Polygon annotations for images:
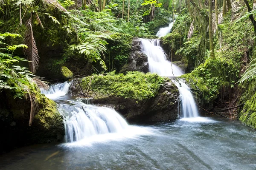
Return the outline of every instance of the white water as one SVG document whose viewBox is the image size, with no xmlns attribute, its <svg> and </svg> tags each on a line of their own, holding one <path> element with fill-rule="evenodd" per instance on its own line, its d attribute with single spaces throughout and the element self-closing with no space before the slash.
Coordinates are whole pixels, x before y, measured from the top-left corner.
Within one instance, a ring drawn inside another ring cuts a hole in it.
<svg viewBox="0 0 256 170">
<path fill-rule="evenodd" d="M 164 37 L 168 34 L 170 32 L 171 32 L 171 30 L 172 30 L 172 28 L 173 26 L 173 25 L 175 23 L 175 20 L 174 20 L 173 21 L 171 22 L 169 24 L 169 26 L 168 27 L 163 27 L 160 28 L 158 32 L 157 33 L 157 36 L 159 37 Z"/>
<path fill-rule="evenodd" d="M 197 118 L 199 116 L 195 100 L 189 88 L 182 80 L 173 81 L 180 92 L 180 116 L 183 118 Z"/>
<path fill-rule="evenodd" d="M 41 89 L 42 94 L 58 104 L 58 110 L 64 117 L 66 146 L 91 145 L 95 142 L 152 133 L 145 128 L 129 125 L 112 108 L 90 105 L 91 99 L 70 99 L 65 95 L 68 88 L 69 84 L 65 82 L 52 85 L 48 91 Z"/>
<path fill-rule="evenodd" d="M 41 93 L 44 94 L 47 98 L 55 99 L 67 94 L 69 87 L 69 83 L 66 82 L 64 83 L 54 84 L 51 85 L 48 90 L 42 88 L 41 88 L 40 90 Z"/>
<path fill-rule="evenodd" d="M 177 76 L 184 74 L 178 66 L 166 60 L 160 40 L 141 39 L 142 52 L 147 55 L 149 71 L 162 76 Z"/>
</svg>

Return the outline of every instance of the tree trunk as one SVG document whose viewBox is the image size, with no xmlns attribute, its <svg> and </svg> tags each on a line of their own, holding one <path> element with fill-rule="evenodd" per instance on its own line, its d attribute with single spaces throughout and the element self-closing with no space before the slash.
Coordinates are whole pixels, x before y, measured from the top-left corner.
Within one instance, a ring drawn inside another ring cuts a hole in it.
<svg viewBox="0 0 256 170">
<path fill-rule="evenodd" d="M 129 23 L 129 17 L 130 16 L 130 0 L 128 0 L 128 23 Z"/>
<path fill-rule="evenodd" d="M 103 6 L 102 6 L 102 9 L 105 9 L 105 6 L 106 6 L 106 0 L 103 0 Z"/>
<path fill-rule="evenodd" d="M 250 12 L 252 11 L 252 9 L 250 6 L 250 5 L 249 4 L 249 2 L 247 0 L 244 0 L 245 4 L 246 4 L 246 6 L 247 6 L 247 9 L 248 10 L 248 12 Z M 255 20 L 254 20 L 254 17 L 253 17 L 253 15 L 252 14 L 251 14 L 249 16 L 249 18 L 250 20 L 252 23 L 253 23 L 253 28 L 254 28 L 254 35 L 256 35 L 256 21 Z"/>
<path fill-rule="evenodd" d="M 231 6 L 231 0 L 227 0 L 227 11 L 230 11 L 232 8 Z"/>
<path fill-rule="evenodd" d="M 86 9 L 86 0 L 83 0 L 83 5 L 84 9 Z"/>
<path fill-rule="evenodd" d="M 99 0 L 99 11 L 102 11 L 102 0 Z"/>
<path fill-rule="evenodd" d="M 215 26 L 216 28 L 216 37 L 218 38 L 218 0 L 215 0 Z"/>
<path fill-rule="evenodd" d="M 227 0 L 223 0 L 223 15 L 227 13 Z"/>
<path fill-rule="evenodd" d="M 186 5 L 188 6 L 188 8 L 189 9 L 189 14 L 190 16 L 191 16 L 191 9 L 190 8 L 190 3 L 189 0 L 186 0 Z"/>
<path fill-rule="evenodd" d="M 214 47 L 213 46 L 213 38 L 212 36 L 212 0 L 209 0 L 209 40 L 210 42 L 210 56 L 215 59 Z"/>
<path fill-rule="evenodd" d="M 125 10 L 125 0 L 123 0 L 123 9 L 122 13 L 122 18 L 124 18 L 124 11 Z"/>
</svg>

To be done:
Reproduce the data above with "whole pixels" substituted by "integer pixel values" throughout and everything else unchanged, omitting the pictures.

Expected answer:
Return the outline of every instance of the white water as one SVG document whose viewBox is the image size, with no xmlns attribute, its <svg> and </svg> tags each on a line of their own, holding one <path> element with fill-rule="evenodd" per instance on its own line, its d attribute with single spaces throughout and the element self-closing with no space before the slash.
Coordinates are integer pixel values, x before y, measured from the top-left corner.
Within one instance, a ring drawn inside another ring cuts a hole in it.
<svg viewBox="0 0 256 170">
<path fill-rule="evenodd" d="M 164 37 L 168 34 L 170 32 L 171 32 L 171 30 L 172 30 L 172 28 L 173 26 L 173 25 L 175 23 L 175 20 L 174 20 L 173 21 L 171 22 L 169 24 L 169 26 L 168 27 L 163 27 L 160 28 L 158 32 L 157 33 L 157 36 L 159 37 Z"/>
<path fill-rule="evenodd" d="M 197 118 L 199 116 L 195 100 L 189 88 L 182 80 L 173 81 L 180 92 L 180 116 L 183 118 Z"/>
<path fill-rule="evenodd" d="M 41 89 L 42 94 L 58 104 L 58 110 L 64 117 L 66 146 L 91 145 L 95 142 L 152 133 L 145 128 L 129 125 L 112 108 L 90 105 L 91 99 L 70 99 L 65 95 L 68 88 L 69 84 L 65 82 L 52 85 L 48 91 Z"/>
<path fill-rule="evenodd" d="M 41 93 L 44 94 L 47 98 L 55 99 L 67 94 L 69 87 L 69 83 L 66 82 L 64 83 L 54 84 L 51 85 L 48 90 L 42 88 L 41 88 L 40 90 Z"/>
<path fill-rule="evenodd" d="M 177 76 L 184 74 L 178 66 L 166 60 L 160 40 L 141 39 L 142 52 L 147 55 L 149 71 L 162 76 Z"/>
</svg>

Return the outline of every instance of the tree trunk as one SVG document whose viewBox is the image size, with no xmlns attribute, its <svg> and </svg> tags each on a line of their own, holding one <path> element with fill-rule="evenodd" per instance on its own line, its d attribute with single spaces throughout and the element self-closing with no space before the slash.
Coordinates are integer pixel values, x before y, measured from the top-left corner.
Within one instance, a ring drawn inside another ring cuts a hole in it.
<svg viewBox="0 0 256 170">
<path fill-rule="evenodd" d="M 129 23 L 129 17 L 130 16 L 130 0 L 128 0 L 128 23 Z"/>
<path fill-rule="evenodd" d="M 103 6 L 102 6 L 102 9 L 105 9 L 105 6 L 106 6 L 106 0 L 103 0 Z"/>
<path fill-rule="evenodd" d="M 250 12 L 252 11 L 252 9 L 250 6 L 250 5 L 249 4 L 249 2 L 247 0 L 244 0 L 245 4 L 246 4 L 246 6 L 247 6 L 247 9 L 248 10 L 248 12 Z M 255 20 L 254 20 L 254 17 L 253 17 L 253 15 L 252 14 L 251 14 L 249 16 L 249 18 L 250 20 L 252 23 L 253 23 L 253 28 L 254 28 L 254 35 L 256 35 L 256 21 Z"/>
<path fill-rule="evenodd" d="M 231 6 L 231 0 L 227 0 L 227 11 L 230 11 L 232 8 Z"/>
<path fill-rule="evenodd" d="M 86 9 L 86 0 L 83 0 L 83 5 L 84 9 Z"/>
<path fill-rule="evenodd" d="M 99 0 L 99 11 L 102 11 L 102 0 Z"/>
<path fill-rule="evenodd" d="M 215 26 L 216 28 L 216 37 L 218 38 L 218 0 L 215 0 Z"/>
<path fill-rule="evenodd" d="M 227 0 L 223 0 L 223 15 L 227 13 Z"/>
<path fill-rule="evenodd" d="M 186 5 L 188 6 L 188 8 L 189 9 L 189 14 L 190 16 L 191 16 L 191 9 L 190 8 L 190 3 L 189 0 L 186 0 Z"/>
<path fill-rule="evenodd" d="M 214 47 L 213 46 L 213 38 L 212 36 L 212 0 L 209 0 L 209 40 L 210 42 L 210 56 L 215 59 Z"/>
<path fill-rule="evenodd" d="M 125 10 L 125 0 L 123 0 L 123 9 L 122 13 L 122 18 L 124 18 L 124 11 Z"/>
</svg>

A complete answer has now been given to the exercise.